**What is needed:**
Below are lines of records; copy exactly those from the one containing "Reviewer note: every instance of the wooden bridge" through the one containing "Reviewer note: every instance of the weathered", leaving the pictures behind.
(Beginning of Working data)
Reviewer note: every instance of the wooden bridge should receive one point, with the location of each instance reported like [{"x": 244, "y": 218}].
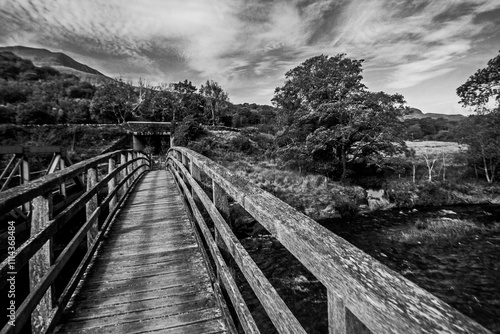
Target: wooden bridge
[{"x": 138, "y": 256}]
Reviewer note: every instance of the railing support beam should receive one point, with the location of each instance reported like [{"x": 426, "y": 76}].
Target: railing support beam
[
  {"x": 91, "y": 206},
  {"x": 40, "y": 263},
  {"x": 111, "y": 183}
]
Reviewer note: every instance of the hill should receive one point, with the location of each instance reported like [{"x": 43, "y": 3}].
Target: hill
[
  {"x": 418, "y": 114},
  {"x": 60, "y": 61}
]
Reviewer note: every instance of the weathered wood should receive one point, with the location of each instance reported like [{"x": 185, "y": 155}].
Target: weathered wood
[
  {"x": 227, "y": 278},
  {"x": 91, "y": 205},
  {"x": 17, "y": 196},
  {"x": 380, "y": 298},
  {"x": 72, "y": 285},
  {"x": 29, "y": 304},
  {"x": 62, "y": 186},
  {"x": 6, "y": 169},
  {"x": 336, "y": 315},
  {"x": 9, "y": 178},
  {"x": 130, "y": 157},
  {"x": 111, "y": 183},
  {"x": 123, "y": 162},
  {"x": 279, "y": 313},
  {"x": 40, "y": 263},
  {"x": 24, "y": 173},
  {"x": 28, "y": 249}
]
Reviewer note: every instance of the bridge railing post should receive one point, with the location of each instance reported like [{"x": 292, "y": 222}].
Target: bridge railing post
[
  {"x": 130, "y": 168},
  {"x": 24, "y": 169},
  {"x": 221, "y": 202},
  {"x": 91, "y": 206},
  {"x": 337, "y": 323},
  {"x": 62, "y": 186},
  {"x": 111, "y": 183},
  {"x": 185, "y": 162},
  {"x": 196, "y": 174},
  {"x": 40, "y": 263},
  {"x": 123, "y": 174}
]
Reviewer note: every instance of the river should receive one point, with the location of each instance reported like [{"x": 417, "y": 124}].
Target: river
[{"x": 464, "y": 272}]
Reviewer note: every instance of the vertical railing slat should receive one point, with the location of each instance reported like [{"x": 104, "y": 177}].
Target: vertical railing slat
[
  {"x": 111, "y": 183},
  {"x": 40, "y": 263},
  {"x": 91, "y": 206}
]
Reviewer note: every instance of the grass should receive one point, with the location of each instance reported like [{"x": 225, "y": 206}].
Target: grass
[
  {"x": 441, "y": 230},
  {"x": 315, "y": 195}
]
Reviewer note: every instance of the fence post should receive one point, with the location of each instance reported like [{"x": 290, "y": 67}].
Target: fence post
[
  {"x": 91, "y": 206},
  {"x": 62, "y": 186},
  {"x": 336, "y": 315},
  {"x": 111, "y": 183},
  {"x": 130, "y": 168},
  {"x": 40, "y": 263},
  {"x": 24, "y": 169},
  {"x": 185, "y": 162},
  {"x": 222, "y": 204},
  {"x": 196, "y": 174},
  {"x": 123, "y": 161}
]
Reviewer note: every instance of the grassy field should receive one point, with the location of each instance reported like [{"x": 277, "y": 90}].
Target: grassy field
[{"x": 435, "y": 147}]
(End of Working data)
(Beginning of Working data)
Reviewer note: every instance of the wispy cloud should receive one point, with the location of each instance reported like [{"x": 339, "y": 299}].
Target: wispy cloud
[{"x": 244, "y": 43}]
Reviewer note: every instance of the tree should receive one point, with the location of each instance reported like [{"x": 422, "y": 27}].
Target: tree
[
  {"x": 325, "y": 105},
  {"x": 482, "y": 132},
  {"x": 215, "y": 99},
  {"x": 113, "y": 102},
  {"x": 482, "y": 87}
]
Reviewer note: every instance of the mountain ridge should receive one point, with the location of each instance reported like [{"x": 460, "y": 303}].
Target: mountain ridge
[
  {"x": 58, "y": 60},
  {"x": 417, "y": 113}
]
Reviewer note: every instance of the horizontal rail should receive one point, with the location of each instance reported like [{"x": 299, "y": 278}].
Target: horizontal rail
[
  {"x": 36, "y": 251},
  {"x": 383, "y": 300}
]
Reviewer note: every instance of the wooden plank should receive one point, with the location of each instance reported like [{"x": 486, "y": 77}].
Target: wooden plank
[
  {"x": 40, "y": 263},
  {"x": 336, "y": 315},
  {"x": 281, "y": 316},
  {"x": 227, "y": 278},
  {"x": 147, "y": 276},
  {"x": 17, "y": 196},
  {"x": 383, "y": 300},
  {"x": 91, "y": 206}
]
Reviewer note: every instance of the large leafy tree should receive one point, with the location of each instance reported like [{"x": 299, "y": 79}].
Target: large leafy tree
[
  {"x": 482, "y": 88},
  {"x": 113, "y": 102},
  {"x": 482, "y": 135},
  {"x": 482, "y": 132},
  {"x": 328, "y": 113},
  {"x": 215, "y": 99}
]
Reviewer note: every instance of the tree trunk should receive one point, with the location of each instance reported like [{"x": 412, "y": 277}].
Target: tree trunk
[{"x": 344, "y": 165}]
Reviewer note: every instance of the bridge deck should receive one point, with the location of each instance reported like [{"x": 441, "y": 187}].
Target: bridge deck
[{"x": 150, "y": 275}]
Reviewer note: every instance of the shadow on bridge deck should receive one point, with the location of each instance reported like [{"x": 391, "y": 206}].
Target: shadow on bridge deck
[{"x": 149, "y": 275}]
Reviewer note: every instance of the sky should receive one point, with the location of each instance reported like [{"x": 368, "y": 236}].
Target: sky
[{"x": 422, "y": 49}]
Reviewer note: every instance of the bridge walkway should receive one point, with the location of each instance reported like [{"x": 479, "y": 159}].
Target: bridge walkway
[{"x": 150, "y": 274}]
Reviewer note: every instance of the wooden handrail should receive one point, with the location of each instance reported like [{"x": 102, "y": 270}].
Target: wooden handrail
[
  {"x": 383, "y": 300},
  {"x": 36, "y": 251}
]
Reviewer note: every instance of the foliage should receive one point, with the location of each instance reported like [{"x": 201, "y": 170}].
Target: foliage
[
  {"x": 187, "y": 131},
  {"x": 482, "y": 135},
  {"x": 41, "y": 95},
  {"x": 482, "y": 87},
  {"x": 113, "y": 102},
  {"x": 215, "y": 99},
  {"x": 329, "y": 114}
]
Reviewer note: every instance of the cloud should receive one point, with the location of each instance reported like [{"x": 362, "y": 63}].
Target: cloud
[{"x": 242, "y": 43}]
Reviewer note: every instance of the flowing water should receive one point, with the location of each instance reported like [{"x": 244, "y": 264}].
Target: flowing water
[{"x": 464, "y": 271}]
(End of Working data)
**Result:**
Reviewer note: every instance of the wooden bridge should receive one point, with the location of each instance reported like [{"x": 244, "y": 218}].
Target: wooden bridge
[{"x": 138, "y": 256}]
Reviewer note: every instance of the railing support beam should receive one point, with the location of each instance reported like [{"x": 426, "y": 76}].
Target: railing support beam
[
  {"x": 91, "y": 206},
  {"x": 40, "y": 263},
  {"x": 111, "y": 183}
]
Reviewer note: every instance of the hill should receive one point, with the location of each instance reported like [{"x": 43, "y": 3}].
Target: hill
[
  {"x": 418, "y": 114},
  {"x": 60, "y": 61}
]
Reviewer note: every instance of the weathered wood should receive one point, with the location of each instance reported like [{"x": 185, "y": 155}].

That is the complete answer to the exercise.